##### Source text #####

Per Eater Minneapolis, Sherman specializes in “First People’s cuisine, or pre-contact Native American fare,” utilizing ingredients like native plants, wild game and fish, and corn, squash, and beans, but no dairy, sugar, or wheat. He already owns and operates a food truck, the cleverly named Tatanka Truck, and hosts frequent pop-ups and catering events in Minnesota and the surrounding states.

The restaurant will be called The Sioux Chef: An Indigenous Kitchen and will feature “traditional cooking on open comal grills,” Eater Minneapolis notes; it will also house a culinary education center for indigenous peoples.

The Kickstarter campaign drew backers from as far off as New Zealand. One backer wrote: “I’m happy to see this kind of project. I’m an enrolled tribal member of the Washoe Tribe of Nevada and is great to see our people making advances like this.”

Native American cuisines are wildly underrepresented in U.S. restaurants: The dining capital of New York City has precisely zero Native American restaurants, for instance. But as the local-seasonal mantra and foraging have taken hold in recent years, perhaps we’re finally on the brink of seeing a surge in indigenous restaurants that’s long, long overdue.

The $148,728 raised also makes The Sioux Chef the sixth most-funded restaurant in Kickstarter history. Crowdfunding has revolutionized restaurant financing in recent years; instead of relying on private investors who typically hand over cash in exchange for part ownership and a percentage of the profits, budding restaurateurs can instead lean on their communities to fund their projects with considerably less strings attached.

##### Information supplied #####

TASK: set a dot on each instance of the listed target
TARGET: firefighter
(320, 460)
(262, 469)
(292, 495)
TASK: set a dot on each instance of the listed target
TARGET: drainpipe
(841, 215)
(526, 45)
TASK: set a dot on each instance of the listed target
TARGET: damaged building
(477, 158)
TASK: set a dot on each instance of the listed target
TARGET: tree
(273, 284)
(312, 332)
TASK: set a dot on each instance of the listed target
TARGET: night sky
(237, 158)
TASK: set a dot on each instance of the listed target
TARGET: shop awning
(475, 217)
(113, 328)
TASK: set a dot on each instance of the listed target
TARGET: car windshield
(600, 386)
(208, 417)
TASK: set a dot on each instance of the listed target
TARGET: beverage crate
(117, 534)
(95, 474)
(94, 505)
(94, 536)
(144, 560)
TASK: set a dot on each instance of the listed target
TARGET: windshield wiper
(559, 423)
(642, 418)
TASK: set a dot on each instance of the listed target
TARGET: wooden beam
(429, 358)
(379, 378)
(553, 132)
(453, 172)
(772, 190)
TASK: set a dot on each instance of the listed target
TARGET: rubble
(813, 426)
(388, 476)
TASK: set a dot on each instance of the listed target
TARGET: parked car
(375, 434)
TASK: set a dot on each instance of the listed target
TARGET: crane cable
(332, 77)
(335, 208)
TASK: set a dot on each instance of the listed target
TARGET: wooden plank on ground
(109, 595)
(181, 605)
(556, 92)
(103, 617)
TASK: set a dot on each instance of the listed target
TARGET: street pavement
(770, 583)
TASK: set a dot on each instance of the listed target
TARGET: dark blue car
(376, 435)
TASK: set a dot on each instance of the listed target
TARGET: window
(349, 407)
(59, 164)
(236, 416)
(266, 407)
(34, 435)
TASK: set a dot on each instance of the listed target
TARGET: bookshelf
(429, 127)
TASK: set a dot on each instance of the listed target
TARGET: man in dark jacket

#####
##### Information supplied #####

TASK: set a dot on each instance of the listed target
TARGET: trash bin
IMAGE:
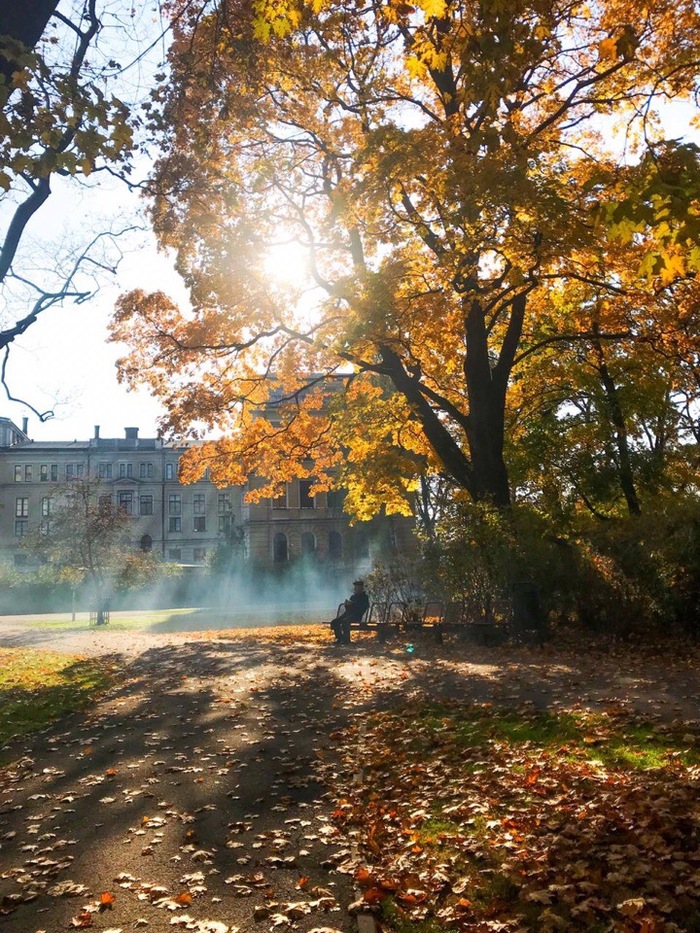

#####

#### Work required
Please answer these questions using the restaurant article.
(a) What is the name of the food truck Sherman already owns and operates?
(b) What will the restaurant be called?
(c) How much money was raised?
The items have nothing to do with what comes next.

#### Expected answer
(a) Tatanka Truck
(b) The Sioux Chef: An Indigenous Kitchen
(c) $148,728